Copy the records that begin with the line containing "Identify each curb" and end with the line containing "[63,150,264,183]", changing "retail warehouse" to "grocery warehouse" and leaving everything else as is.
===
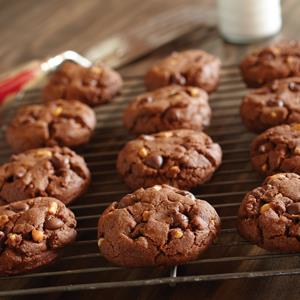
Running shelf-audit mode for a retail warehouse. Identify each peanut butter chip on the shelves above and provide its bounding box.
[138,147,148,158]
[159,131,173,138]
[142,210,150,222]
[294,147,300,155]
[286,202,300,215]
[145,155,164,169]
[48,202,58,215]
[260,203,272,214]
[98,238,104,249]
[169,166,180,177]
[188,88,199,97]
[31,229,44,243]
[90,66,102,75]
[171,229,183,239]
[153,185,161,191]
[292,123,300,131]
[261,164,268,172]
[52,106,63,117]
[270,174,285,179]
[271,111,277,119]
[0,215,9,227]
[36,149,52,157]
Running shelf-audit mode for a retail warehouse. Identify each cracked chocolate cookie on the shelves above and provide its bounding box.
[251,123,300,175]
[238,173,300,252]
[240,41,300,87]
[98,185,220,267]
[0,197,76,275]
[145,50,221,92]
[240,77,300,132]
[43,62,123,106]
[123,85,211,134]
[117,129,222,190]
[0,147,90,205]
[6,100,96,152]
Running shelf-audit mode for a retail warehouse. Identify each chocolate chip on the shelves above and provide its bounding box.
[286,202,300,215]
[139,96,153,104]
[45,216,64,230]
[10,201,29,212]
[174,213,189,229]
[177,191,196,200]
[271,81,278,92]
[289,82,300,92]
[267,99,284,107]
[140,134,154,141]
[0,231,5,251]
[170,73,186,85]
[144,155,164,169]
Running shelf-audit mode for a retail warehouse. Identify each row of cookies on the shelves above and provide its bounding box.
[0,62,122,274]
[238,41,300,252]
[98,50,222,267]
[0,49,225,274]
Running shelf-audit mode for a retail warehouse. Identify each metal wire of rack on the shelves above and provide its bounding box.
[0,66,300,296]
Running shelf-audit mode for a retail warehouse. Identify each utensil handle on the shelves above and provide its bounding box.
[0,65,41,104]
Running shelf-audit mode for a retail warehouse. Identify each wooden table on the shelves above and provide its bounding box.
[0,0,300,300]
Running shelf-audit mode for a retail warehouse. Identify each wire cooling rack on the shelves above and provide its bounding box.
[0,66,300,296]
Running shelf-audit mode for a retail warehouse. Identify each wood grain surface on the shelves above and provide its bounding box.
[0,0,300,300]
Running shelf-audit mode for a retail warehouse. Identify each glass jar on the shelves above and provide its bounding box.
[217,0,282,44]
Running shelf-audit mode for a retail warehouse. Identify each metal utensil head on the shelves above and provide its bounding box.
[41,50,92,73]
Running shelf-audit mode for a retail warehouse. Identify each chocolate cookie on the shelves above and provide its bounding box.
[238,173,300,252]
[240,77,300,132]
[145,50,221,92]
[0,197,76,275]
[123,85,211,134]
[43,62,123,106]
[98,185,220,267]
[6,100,96,152]
[240,41,300,87]
[117,129,222,190]
[0,147,90,205]
[251,123,300,175]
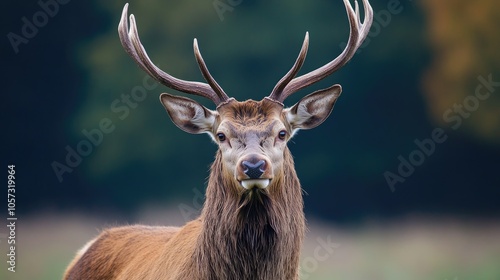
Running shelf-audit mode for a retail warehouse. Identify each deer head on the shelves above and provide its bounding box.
[118,0,373,193]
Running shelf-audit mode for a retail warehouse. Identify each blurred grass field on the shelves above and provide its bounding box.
[0,209,500,280]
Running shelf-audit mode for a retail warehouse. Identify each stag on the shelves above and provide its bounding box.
[64,0,373,280]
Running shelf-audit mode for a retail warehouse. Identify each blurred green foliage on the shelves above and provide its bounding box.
[65,0,499,215]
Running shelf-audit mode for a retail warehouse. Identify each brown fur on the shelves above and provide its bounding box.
[64,100,305,280]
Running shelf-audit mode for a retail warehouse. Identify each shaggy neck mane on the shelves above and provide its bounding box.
[193,148,305,279]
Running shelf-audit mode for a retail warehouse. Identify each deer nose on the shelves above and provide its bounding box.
[241,160,266,179]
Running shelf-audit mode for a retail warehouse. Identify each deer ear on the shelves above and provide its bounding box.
[160,93,217,134]
[285,85,342,133]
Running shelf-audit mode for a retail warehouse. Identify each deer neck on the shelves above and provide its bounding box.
[195,149,305,279]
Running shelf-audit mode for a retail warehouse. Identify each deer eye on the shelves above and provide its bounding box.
[278,130,286,140]
[217,132,226,142]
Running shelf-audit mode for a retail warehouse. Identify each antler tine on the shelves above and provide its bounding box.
[269,0,373,102]
[269,32,309,102]
[193,38,229,103]
[118,3,228,105]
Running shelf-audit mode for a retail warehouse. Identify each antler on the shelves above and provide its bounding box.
[118,3,229,105]
[269,0,373,103]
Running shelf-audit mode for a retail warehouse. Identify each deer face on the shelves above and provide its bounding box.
[118,0,373,189]
[160,86,341,189]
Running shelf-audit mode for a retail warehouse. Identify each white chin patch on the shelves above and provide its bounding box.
[241,179,270,190]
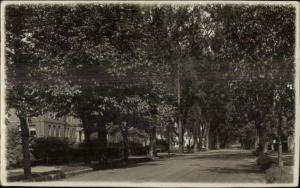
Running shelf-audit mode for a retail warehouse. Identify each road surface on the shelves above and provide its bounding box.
[62,149,264,183]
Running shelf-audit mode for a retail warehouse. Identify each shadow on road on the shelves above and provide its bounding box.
[188,152,251,160]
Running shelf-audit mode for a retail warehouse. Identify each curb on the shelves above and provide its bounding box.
[8,168,94,182]
[28,168,93,181]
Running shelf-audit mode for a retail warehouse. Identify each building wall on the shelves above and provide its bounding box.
[7,109,84,142]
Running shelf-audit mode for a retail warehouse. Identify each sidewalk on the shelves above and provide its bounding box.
[7,156,156,182]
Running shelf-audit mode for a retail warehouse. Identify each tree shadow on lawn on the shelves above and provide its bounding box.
[91,158,161,170]
[201,165,263,174]
[188,153,252,160]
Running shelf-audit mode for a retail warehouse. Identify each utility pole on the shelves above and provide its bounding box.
[177,62,184,153]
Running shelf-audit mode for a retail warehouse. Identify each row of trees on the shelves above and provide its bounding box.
[5,4,295,177]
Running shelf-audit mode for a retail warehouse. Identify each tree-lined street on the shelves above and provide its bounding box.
[64,149,265,183]
[5,3,296,185]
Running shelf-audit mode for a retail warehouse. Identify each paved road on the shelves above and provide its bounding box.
[63,150,264,183]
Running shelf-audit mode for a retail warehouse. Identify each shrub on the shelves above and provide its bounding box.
[266,166,293,183]
[252,145,263,156]
[6,127,23,168]
[31,137,70,164]
[156,140,169,152]
[256,154,276,171]
[129,141,148,155]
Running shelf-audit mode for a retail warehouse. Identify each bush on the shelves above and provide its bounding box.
[156,140,169,152]
[252,145,263,156]
[129,141,149,155]
[256,154,276,171]
[31,137,70,164]
[6,127,23,168]
[266,166,293,183]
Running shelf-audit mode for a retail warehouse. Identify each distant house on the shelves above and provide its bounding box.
[7,109,84,143]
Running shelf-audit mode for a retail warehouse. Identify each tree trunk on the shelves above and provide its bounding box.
[193,123,199,153]
[194,135,198,153]
[277,114,286,167]
[177,63,184,153]
[257,123,268,153]
[83,128,91,164]
[123,125,129,162]
[149,127,156,158]
[19,116,31,178]
[205,124,210,150]
[98,121,107,163]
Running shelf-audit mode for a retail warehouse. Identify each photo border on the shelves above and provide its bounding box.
[0,1,300,187]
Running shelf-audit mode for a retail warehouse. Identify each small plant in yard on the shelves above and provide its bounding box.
[31,137,70,164]
[6,127,23,168]
[256,153,276,171]
[266,166,293,183]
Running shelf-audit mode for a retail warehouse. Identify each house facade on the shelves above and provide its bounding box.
[7,109,84,143]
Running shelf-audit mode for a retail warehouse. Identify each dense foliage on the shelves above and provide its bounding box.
[5,4,295,174]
===
**Exercise answer:**
Running shelf-audit mode for a grocery warehouse. Identify each curb on the shelves above and provide its bounding box.
[8,168,94,182]
[28,168,93,181]
Running shelf-audit mode for a grocery warehouse. Identify each building wall on the shelves above and provide its bounding box.
[7,109,84,142]
Running shelf-audit mode for a grocery warehouse. Identify each sidewalk on the shelves above and provide its bounding box.
[7,156,156,182]
Running shelf-audit mode for a grocery warehouse. Identify each tree shadow on lawn on the shelves above and provide its bounding box.
[91,158,161,170]
[201,165,263,174]
[188,153,252,160]
Running shelf-audit mode for a grocery warehouse. Identify each utility pole on the shelves above and provide its bounding box.
[177,62,184,153]
Running shelf-audit mode for a grocery warehouse. Identify each row of trees on the shelves above and provide its bounding box.
[5,4,295,177]
Running shelf-audit mode for a grocery warehouse. Identify each tree-lined street on the shelves above and provide its bounding box.
[64,149,265,183]
[5,3,296,185]
Running shelf-audit mode for a grocery warehouse. Identify each paved road on the shelves above and provide its bounding box.
[63,150,264,183]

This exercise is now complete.